• [TRY IT]:
Extract each line holding the word "below" from the entries.

• [RECORDS FOR THE TASK]:
────────────────────

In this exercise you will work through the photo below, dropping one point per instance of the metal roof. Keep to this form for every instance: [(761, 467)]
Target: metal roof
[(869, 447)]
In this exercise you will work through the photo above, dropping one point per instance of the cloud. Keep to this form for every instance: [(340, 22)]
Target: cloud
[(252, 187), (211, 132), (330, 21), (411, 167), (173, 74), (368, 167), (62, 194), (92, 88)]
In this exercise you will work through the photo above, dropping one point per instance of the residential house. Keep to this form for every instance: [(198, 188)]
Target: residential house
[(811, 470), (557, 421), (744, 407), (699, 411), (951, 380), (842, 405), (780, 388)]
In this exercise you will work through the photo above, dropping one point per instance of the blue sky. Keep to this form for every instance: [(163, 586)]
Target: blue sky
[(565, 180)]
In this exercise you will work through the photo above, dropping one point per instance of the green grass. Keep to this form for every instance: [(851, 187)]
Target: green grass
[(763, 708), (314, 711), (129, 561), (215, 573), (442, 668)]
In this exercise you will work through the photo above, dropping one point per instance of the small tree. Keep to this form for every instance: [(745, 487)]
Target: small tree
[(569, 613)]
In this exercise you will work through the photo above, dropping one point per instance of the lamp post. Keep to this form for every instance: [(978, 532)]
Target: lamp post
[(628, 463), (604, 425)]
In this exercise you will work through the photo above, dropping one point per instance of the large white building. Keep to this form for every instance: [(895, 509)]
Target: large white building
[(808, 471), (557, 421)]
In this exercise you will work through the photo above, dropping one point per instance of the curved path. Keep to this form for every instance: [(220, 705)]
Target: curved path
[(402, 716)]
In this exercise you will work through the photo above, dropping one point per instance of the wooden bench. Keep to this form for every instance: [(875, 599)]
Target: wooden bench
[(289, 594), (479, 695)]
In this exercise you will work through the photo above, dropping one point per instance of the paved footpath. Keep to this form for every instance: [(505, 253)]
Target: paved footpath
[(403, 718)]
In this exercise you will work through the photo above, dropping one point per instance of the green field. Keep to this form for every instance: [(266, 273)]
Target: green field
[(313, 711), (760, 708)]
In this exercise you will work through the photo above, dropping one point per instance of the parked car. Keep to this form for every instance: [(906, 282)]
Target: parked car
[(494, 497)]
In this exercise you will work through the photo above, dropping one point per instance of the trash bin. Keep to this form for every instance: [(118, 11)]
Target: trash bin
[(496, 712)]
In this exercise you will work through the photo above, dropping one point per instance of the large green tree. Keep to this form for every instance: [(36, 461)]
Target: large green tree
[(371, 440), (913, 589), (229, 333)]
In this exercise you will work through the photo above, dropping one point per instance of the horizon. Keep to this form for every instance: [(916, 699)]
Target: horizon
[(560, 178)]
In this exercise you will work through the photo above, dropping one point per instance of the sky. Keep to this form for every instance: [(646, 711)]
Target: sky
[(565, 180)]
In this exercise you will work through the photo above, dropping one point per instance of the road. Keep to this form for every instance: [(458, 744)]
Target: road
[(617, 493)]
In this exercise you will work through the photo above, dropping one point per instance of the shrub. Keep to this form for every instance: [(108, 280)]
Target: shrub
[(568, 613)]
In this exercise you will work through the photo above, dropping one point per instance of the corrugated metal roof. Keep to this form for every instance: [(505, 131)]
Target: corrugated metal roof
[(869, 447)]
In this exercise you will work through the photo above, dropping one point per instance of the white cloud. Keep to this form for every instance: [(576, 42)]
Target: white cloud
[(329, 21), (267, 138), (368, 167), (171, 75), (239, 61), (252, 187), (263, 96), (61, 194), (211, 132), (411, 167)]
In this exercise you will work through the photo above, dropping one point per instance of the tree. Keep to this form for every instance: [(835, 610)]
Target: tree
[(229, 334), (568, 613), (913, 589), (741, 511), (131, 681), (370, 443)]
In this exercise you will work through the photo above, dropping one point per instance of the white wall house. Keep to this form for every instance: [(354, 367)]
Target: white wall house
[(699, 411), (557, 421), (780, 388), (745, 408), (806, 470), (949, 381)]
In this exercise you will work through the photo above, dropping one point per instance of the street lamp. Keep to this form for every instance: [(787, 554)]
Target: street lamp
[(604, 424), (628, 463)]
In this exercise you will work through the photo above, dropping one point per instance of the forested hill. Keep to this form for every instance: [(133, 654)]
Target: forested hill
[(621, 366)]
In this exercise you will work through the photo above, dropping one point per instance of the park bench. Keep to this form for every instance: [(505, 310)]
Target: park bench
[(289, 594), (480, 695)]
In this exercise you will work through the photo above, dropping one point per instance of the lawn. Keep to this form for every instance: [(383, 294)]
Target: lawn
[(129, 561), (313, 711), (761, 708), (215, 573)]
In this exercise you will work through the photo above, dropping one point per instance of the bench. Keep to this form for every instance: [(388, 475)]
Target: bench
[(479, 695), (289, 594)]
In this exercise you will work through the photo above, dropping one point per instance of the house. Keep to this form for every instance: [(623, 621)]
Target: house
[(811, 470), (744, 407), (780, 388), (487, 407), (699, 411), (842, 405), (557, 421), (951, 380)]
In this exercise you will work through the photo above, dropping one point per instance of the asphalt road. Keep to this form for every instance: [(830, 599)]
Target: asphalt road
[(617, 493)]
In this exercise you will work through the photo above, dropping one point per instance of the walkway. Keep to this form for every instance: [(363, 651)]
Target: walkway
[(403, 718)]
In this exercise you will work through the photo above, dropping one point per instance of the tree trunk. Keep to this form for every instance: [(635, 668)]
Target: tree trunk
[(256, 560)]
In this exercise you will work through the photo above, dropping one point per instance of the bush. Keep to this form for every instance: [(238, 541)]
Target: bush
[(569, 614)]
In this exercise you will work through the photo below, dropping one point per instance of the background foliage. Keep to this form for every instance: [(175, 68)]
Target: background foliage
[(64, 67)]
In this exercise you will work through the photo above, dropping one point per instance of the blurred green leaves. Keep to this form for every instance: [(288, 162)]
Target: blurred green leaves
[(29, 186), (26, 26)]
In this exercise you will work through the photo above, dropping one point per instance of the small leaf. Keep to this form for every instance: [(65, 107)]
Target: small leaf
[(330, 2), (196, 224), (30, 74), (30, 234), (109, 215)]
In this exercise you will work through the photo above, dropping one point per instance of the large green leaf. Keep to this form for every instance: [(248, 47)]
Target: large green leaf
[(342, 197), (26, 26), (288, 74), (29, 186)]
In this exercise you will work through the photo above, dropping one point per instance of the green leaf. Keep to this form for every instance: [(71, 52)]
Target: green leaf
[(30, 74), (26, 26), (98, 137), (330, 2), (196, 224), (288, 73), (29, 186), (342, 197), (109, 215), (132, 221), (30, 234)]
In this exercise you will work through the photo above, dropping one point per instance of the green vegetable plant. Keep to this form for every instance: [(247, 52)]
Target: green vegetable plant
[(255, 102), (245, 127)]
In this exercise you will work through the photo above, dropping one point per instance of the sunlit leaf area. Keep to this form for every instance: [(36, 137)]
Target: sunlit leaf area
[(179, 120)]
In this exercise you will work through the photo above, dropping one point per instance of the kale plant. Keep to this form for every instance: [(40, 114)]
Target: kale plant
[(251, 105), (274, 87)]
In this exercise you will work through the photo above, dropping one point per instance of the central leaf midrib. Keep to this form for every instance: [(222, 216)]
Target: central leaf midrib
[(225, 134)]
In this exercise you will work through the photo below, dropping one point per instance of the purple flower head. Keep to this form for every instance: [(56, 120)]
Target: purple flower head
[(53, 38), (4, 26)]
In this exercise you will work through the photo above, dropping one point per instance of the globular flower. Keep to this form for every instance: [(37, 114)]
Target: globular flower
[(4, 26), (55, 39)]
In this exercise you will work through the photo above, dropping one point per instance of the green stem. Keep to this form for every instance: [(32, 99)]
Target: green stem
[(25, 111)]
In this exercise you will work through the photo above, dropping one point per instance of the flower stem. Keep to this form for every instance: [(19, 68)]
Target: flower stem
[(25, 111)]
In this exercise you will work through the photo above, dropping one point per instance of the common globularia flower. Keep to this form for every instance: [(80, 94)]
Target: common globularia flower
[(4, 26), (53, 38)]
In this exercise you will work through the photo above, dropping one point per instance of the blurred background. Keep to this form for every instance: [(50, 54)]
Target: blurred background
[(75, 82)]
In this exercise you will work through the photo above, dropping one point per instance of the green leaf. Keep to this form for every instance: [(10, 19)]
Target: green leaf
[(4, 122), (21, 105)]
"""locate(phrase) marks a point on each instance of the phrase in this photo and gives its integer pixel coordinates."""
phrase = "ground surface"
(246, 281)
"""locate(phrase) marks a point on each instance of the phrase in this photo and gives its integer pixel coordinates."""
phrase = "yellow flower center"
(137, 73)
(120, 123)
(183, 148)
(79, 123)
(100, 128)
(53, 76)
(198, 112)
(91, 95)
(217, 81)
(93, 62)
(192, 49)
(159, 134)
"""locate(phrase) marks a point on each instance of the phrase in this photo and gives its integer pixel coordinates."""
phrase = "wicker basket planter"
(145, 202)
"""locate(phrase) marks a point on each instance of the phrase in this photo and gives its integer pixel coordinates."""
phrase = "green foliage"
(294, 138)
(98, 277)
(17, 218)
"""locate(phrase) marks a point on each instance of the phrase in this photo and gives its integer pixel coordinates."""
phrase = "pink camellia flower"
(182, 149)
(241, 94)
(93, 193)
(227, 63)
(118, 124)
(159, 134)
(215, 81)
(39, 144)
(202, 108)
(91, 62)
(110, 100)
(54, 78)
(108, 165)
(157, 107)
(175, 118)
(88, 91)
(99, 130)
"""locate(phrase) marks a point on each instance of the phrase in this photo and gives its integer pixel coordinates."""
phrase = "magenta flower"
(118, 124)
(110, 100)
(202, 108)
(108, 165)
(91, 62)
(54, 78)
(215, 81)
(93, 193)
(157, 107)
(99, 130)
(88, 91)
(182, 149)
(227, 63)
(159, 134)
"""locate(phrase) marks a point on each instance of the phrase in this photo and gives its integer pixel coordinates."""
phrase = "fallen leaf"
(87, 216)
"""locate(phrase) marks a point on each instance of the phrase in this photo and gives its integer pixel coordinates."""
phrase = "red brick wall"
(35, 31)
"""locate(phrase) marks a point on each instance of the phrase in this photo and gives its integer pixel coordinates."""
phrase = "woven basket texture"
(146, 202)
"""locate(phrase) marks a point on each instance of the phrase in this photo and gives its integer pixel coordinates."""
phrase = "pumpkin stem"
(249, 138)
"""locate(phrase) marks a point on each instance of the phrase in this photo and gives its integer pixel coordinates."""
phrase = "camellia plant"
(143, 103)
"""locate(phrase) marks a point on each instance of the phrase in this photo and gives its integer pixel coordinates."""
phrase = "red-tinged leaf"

────────────────────

• [WRITTEN RESPONSE]:
In this exercise you will work through the photo below, dropping one point per instance of the metal roof. Keep to this form for every instance: [(761, 467)]
In this exercise you will work through the photo below, dropping one point per instance of the background foliage. Keep to this form for every instance: [(175, 68)]
In this exercise you will work through the photo below, dropping one point per instance of the purple flower head. Keep to this form for every instance: [(56, 120)]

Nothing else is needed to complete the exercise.